━━━ PASSAGE FOR REVIEW

NICE clinical guidelines
Issued: January 2010
CG92

Venous thromboembolism: reducing the risk: Reducing the risk of venous thromboembolism (deep vein thrombosis and pulmonary embolism) in patients admitted to hospital

This is an extract from the guidance. The complete guidance is available at guidance.nice.org.uk/cg92

Introduction

This guideline updates NICE clinical guideline 46 and replaces it.

The House of Commons Health Committee[1] reported in 2005 that an estimated 25,000 people in the UK die from preventable hospital-acquired venous thromboembolism (VTE) every year. This includes patients admitted to hospital for medical care and surgery. The inconsistent use of prophylactic measures for VTE in hospital patients has been widely reported. A UK survey suggested that 71% of patients assessed to be at medium or high risk of developing deep vein thrombosis did not receive any form of mechanical or pharmacological VTE prophylaxis[2].

VTE is a condition in which a blood clot (thrombus) forms in a vein. It most commonly occurs in the deep veins of the legs; this is called deep vein thrombosis. The thrombus may dislodge from its site of origin to travel in the blood – a phenomenon called embolism.

VTE encompasses a range of clinical presentations. Venous thrombosis is often asymptomatic; less frequently it causes pain and swelling in the leg. Part or all of the thrombus can come free and travel to the lung as a potentially fatal pulmonary embolism. Symptomatic venous thrombosis carries a considerable burden of morbidity, including long-term morbidity because of chronic venous insufficiency. This in turn can cause venous ulceration and development of a post-thrombotic limb (characterised by chronic pain, swelling and skin changes).

━━━━━━
━━━ DATA FOR REVIEW

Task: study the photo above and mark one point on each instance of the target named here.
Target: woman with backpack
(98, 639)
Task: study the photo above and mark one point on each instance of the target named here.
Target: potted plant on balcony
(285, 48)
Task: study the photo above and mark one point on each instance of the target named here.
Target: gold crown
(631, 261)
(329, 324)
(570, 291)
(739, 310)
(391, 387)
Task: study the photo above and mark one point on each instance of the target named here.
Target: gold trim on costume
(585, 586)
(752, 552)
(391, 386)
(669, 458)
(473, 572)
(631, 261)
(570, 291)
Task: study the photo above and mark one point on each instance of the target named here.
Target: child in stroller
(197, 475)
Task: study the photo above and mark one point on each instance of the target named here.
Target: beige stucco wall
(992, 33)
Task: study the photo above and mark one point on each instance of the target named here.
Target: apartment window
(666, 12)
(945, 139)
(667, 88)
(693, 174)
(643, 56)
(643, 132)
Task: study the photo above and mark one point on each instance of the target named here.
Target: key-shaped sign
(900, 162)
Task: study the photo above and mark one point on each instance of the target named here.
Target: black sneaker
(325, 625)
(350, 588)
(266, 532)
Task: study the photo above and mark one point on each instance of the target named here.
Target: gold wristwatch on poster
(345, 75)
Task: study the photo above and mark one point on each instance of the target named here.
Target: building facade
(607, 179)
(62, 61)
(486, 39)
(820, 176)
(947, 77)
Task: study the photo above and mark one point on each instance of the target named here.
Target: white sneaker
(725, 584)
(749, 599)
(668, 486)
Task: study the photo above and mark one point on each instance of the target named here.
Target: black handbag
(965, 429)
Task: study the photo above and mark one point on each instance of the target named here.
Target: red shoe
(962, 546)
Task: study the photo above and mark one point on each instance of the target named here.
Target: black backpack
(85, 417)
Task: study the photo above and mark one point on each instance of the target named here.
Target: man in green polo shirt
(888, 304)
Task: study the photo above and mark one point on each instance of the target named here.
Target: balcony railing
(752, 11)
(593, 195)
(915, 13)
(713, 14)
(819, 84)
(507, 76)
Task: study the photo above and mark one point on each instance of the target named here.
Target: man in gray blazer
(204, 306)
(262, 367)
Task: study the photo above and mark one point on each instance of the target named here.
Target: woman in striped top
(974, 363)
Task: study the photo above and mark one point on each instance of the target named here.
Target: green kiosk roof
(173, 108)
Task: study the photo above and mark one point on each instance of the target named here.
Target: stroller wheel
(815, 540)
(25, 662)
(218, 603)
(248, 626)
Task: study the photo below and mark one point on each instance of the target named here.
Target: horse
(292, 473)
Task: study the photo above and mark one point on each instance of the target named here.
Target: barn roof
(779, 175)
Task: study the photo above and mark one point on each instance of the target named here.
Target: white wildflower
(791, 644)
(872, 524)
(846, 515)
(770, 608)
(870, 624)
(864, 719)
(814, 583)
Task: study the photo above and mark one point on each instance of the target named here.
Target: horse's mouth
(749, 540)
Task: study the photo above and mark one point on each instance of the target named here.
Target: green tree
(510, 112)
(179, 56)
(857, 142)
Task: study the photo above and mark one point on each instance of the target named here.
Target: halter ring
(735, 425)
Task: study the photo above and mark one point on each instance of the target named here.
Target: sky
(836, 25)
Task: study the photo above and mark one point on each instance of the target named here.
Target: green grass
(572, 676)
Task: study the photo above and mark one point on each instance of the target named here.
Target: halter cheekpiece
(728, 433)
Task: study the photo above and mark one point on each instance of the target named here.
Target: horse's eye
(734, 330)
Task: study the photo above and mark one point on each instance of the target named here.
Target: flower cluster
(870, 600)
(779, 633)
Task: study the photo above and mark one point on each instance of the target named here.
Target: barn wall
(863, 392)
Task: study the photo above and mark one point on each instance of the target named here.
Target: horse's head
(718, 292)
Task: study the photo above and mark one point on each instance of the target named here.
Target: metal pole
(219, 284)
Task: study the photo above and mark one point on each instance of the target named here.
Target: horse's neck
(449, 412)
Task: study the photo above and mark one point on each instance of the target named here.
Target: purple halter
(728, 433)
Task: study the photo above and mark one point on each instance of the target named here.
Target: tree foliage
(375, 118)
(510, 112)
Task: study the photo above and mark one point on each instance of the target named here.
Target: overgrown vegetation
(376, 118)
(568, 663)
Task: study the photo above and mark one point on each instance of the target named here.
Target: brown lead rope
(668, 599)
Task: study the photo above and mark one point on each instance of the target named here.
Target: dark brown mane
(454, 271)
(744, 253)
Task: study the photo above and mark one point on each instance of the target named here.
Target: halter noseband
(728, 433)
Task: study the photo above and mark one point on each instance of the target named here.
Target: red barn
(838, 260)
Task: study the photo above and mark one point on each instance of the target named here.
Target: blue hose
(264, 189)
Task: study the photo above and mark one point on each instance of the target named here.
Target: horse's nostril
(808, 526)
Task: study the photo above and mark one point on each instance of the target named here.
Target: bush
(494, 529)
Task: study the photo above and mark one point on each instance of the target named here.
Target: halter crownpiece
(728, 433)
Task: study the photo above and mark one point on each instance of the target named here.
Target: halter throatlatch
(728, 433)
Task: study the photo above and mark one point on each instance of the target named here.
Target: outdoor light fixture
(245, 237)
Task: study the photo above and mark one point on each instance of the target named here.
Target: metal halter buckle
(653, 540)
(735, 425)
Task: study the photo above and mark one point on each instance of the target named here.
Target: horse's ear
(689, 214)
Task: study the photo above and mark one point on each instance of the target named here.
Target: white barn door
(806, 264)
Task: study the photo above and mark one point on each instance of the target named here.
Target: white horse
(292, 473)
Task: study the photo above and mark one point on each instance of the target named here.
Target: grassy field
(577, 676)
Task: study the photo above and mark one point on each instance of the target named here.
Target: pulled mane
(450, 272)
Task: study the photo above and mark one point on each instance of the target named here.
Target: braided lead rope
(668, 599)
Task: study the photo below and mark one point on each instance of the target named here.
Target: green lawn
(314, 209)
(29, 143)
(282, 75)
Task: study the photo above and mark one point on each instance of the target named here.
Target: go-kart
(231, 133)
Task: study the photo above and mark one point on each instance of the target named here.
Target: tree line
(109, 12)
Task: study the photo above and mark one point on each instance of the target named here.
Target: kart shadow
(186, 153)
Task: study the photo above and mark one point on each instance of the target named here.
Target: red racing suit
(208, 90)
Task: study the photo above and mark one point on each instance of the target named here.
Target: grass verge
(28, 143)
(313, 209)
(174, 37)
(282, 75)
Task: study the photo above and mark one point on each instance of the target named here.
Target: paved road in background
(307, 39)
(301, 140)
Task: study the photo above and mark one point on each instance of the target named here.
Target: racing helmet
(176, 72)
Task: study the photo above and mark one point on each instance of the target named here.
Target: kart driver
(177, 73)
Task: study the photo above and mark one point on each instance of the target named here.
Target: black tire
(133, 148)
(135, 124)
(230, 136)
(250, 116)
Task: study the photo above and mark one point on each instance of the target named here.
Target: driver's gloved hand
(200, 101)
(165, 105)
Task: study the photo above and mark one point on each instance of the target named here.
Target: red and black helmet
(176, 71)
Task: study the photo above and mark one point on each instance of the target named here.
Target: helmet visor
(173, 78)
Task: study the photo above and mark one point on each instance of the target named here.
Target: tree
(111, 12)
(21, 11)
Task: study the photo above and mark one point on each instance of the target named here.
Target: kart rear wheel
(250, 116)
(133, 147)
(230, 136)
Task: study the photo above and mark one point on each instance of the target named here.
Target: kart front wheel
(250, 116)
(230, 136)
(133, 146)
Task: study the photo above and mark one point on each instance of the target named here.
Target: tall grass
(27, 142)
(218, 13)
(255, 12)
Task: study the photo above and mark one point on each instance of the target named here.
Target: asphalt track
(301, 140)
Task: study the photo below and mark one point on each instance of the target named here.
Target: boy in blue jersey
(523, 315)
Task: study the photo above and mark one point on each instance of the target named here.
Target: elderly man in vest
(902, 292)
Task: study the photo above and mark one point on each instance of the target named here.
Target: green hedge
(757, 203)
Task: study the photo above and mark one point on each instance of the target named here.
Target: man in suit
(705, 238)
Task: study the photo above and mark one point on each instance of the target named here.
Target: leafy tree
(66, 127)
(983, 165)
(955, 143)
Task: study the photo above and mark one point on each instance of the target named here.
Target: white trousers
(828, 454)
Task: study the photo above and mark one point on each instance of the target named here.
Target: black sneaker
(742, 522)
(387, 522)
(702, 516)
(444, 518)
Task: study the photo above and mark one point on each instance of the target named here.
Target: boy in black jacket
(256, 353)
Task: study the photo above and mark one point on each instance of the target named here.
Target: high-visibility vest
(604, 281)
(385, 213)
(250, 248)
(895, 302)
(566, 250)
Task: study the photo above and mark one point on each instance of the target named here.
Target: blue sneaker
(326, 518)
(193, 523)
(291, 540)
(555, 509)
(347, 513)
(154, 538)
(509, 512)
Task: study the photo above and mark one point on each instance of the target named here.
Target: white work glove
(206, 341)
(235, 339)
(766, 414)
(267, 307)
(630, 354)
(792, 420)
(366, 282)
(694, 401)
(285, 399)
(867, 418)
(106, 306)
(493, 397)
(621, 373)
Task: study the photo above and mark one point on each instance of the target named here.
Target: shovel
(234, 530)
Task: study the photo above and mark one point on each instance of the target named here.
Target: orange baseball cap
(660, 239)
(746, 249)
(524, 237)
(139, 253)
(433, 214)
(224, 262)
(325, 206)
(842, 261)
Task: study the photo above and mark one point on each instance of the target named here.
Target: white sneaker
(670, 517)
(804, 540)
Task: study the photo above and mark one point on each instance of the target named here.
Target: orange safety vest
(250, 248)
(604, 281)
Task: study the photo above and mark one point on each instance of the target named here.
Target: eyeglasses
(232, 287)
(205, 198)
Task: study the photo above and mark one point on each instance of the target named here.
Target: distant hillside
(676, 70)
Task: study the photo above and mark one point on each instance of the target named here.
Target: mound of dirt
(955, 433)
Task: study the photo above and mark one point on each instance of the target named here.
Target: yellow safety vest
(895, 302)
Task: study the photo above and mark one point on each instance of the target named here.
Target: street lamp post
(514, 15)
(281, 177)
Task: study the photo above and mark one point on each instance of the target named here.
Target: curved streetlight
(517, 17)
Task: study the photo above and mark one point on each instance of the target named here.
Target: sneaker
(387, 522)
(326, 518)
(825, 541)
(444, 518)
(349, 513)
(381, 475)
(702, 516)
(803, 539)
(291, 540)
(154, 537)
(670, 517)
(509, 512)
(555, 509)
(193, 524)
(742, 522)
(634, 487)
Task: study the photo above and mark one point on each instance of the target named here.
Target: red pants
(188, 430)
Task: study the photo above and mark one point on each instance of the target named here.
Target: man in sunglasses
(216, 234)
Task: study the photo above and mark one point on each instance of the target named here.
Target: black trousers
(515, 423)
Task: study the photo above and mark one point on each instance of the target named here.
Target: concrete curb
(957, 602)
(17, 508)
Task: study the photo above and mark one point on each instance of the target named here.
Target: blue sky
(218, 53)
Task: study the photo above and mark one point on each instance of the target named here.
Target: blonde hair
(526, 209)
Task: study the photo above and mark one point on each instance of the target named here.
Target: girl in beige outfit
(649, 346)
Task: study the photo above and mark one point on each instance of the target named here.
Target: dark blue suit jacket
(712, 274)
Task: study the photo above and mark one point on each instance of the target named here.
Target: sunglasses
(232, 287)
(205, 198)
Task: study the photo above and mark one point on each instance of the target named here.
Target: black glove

━━━━━━

— INSTRUCTIONS —
(1) Transcribe the part of the venous thromboembolism guideline starting with "This is an extract" and going on through "and replaces it.".
(2) Write the next part of the venous thromboembolism guideline, picking up after its last sentence.

— RESPONSES TO THE EXERCISE —
(1)
This is an extract from the guidance. The complete guidance is available at guidance.nice.org.uk/cg92

Introduction

This guideline updates NICE clinical guideline 46 and replaces it.

(2)
VTE is an important cause of death in hospital patients, and treatment of
non-fatal symptomatic VTE and related long-term morbidities is associated with considerable cost to the health service.

The risk of developing VTE depends on the condition and/or procedure for which the patient is admitted and on any predisposing risk factors (such as age, obesity and concomitant conditions).

This guideline makes recommendations on assessing and reducing the risk of VTE in patients in hospital. It offers guidance on the most clinically and cost-effective measures for VTE prophylaxis in these patients. The recommendations take into account the potential risks of the various options for prophylaxis and patient preferences.

The guideline assumes that prescribers will use a drug's summary of product characteristics to inform decisions made with individual patients.



[1] House of Commons Health Committee (2005) The prevention of venous thromboembolism in hospitalised patients. London: The Stationery Office.

[2] Rashid ST, Thursz MR, Razvi NA et al. (2005) Venous thromboprophylaxis in UK medical inpatients. Journal of the Royal Society of Medicine 98 (11): 507–12.